Task
The whole listing should come back exactly as written, except for the pictures.
--- Supplied data ---
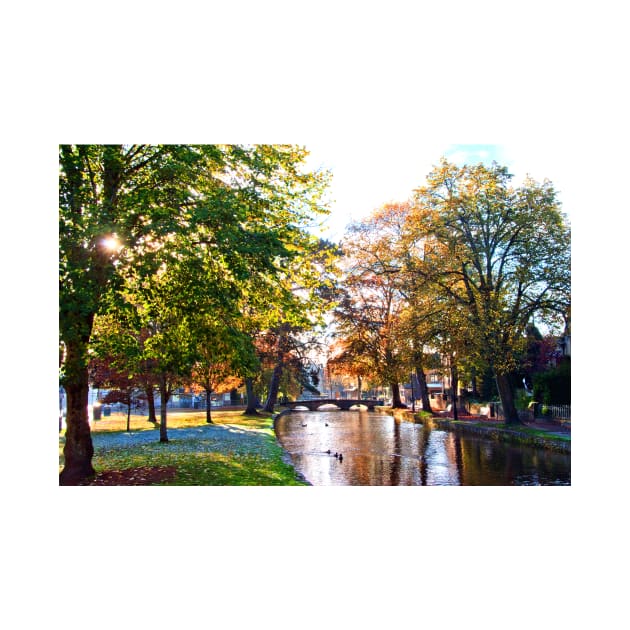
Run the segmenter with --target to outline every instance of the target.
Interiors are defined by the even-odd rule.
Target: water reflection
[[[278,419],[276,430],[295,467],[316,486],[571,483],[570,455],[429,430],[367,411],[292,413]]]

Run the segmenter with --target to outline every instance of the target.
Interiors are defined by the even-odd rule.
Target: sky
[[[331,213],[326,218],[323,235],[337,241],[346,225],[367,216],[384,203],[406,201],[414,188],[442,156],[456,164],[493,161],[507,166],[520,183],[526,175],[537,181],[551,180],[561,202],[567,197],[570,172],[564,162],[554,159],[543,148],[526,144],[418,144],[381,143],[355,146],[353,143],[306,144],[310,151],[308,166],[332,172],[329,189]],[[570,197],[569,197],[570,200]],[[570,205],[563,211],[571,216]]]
---
Task solution
Run the segmenter with --target to outline every instance of the target.
Interiors are defined by the even-odd rule.
Target: water reflection
[[[278,419],[276,430],[295,467],[316,486],[571,483],[570,455],[429,430],[367,411],[292,413]]]

Run the segmenter with --target to outline every instance of the target.
Interiors are defined by the even-odd rule.
Target: sky
[[[331,213],[326,218],[323,235],[337,241],[346,225],[367,216],[384,203],[406,201],[414,188],[442,156],[456,164],[493,161],[507,166],[520,183],[526,175],[537,181],[551,180],[561,202],[567,197],[570,172],[564,162],[554,159],[543,148],[526,144],[418,144],[381,143],[355,146],[353,143],[306,144],[310,151],[308,166],[332,172],[329,189]],[[570,197],[569,197],[570,200]],[[570,205],[563,211],[571,216]]]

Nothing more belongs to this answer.